A terrible specter is haunting the world and it goes by the name H5N1, more commonly called the avian flu virus which cases influenza in birds. This avian flu high pathogenic virus mainly kills birds but has also killed a few dozen people since 2003. That is not the bad news. The bad news is that this virus could mutate after crossing with human flu strains and become highly contagious. If that happens—and some scientists believe that it is an almost certainty—then anywhere between 50 million to half a billion people would die from the pandemic.
Flu pandemics kill periodically. Spanish flu in the 1918-19 killed an estimated 50 million worldwide, for instance. (For a very readable account of flu pandemics, see the Centers for Disease Control and Prevention site.)
I have been worrying about the impact of the coming pandemic for a while. The poorer and developing economies of the world will suffer more than the rich economies, of course. The rich countries are not only less densely populated but they also have more resources to limit the damage by using anti-viral drugs and also by being able to implement public health measures more effectively.

▸ TASK LIST:
- a) According to the passage on avian flu, how many people worldwide did the Spanish flu of 1918-19 kill?
- b) Reproduce the passage on avian flu word for word, from "A terrible specter" up to and including "from the pandemic.".
Rely only on the text above when working.

[Data items]
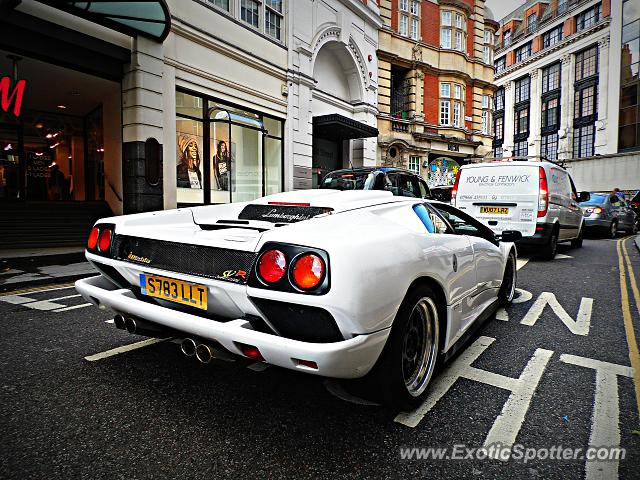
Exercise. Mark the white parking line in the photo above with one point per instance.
(124, 349)
(74, 307)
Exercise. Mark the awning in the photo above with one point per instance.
(149, 18)
(339, 127)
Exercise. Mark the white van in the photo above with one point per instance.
(536, 198)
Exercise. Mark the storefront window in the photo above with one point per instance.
(244, 152)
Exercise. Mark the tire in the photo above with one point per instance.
(550, 249)
(577, 242)
(509, 281)
(402, 373)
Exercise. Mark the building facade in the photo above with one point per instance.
(436, 82)
(567, 91)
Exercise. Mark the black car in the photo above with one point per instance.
(399, 181)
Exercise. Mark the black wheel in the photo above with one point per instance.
(508, 288)
(406, 365)
(577, 242)
(550, 249)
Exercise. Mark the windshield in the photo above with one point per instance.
(349, 181)
(595, 199)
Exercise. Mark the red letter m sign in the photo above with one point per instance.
(15, 97)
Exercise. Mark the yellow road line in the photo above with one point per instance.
(634, 355)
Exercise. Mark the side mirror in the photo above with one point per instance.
(583, 197)
(510, 236)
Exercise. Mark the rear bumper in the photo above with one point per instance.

▸ RESPONSES TO THE EXERCISE:
- a) An estimated 50 million.

- b)
A terrible specter is haunting the world and it goes by the name H5N1, more commonly called the avian flu virus which cases influenza in birds. This avian flu high pathogenic virus mainly kills birds but has also killed a few dozen people since 2003. That is not the bad news. The bad news is that this virus could mutate after crossing with human flu strains and become highly contagious. If that happens—and some scientists believe that it is an almost certainty—then anywhere between 50 million to half a billion people would die from the pandemic.